Go through the data below and gather each line containing "coconut".

..............................

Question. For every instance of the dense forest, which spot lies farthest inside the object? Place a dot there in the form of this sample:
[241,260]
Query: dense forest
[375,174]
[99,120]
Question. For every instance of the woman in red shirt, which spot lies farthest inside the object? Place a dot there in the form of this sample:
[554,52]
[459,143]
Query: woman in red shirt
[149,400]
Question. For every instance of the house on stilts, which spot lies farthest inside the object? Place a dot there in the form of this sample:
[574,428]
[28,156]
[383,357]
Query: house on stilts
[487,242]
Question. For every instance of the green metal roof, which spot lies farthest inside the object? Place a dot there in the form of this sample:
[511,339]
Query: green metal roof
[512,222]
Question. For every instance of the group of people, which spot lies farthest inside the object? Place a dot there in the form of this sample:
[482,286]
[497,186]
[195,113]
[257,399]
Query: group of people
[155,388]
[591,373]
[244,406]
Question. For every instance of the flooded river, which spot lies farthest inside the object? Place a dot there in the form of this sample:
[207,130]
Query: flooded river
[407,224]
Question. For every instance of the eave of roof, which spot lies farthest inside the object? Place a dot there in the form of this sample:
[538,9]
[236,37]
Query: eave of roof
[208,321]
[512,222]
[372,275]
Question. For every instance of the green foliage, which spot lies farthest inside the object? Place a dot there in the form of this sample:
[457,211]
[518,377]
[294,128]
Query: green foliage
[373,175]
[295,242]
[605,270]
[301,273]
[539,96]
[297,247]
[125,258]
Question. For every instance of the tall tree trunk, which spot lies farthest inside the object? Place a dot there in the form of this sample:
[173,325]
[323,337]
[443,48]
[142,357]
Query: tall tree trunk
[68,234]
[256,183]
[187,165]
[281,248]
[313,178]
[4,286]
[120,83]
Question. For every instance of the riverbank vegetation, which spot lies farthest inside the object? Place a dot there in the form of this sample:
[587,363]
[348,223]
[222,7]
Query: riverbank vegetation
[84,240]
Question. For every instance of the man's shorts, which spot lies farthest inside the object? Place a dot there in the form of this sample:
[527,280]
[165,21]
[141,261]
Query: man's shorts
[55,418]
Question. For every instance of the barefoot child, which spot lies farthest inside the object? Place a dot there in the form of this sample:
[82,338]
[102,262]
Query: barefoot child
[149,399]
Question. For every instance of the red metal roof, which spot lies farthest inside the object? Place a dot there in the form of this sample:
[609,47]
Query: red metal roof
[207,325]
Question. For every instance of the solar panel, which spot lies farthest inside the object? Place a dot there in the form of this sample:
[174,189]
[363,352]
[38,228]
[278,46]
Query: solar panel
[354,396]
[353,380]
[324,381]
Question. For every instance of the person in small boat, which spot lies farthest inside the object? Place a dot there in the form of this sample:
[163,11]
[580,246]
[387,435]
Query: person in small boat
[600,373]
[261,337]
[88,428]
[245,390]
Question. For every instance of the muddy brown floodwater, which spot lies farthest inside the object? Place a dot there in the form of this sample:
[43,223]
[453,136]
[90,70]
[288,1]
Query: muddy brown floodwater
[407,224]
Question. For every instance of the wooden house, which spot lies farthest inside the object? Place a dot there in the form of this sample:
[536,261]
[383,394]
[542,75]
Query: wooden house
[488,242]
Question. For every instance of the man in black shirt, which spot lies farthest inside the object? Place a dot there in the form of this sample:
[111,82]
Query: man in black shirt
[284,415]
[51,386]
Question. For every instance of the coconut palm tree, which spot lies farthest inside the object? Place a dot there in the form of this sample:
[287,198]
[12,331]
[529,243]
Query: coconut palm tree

..............................

OUTPUT OF THE EXERCISE =
Question. For every instance of the coconut palm tree, which spot lies farthest inside the object? Place a dot there in the form of this sample:
Query: coconut palm tree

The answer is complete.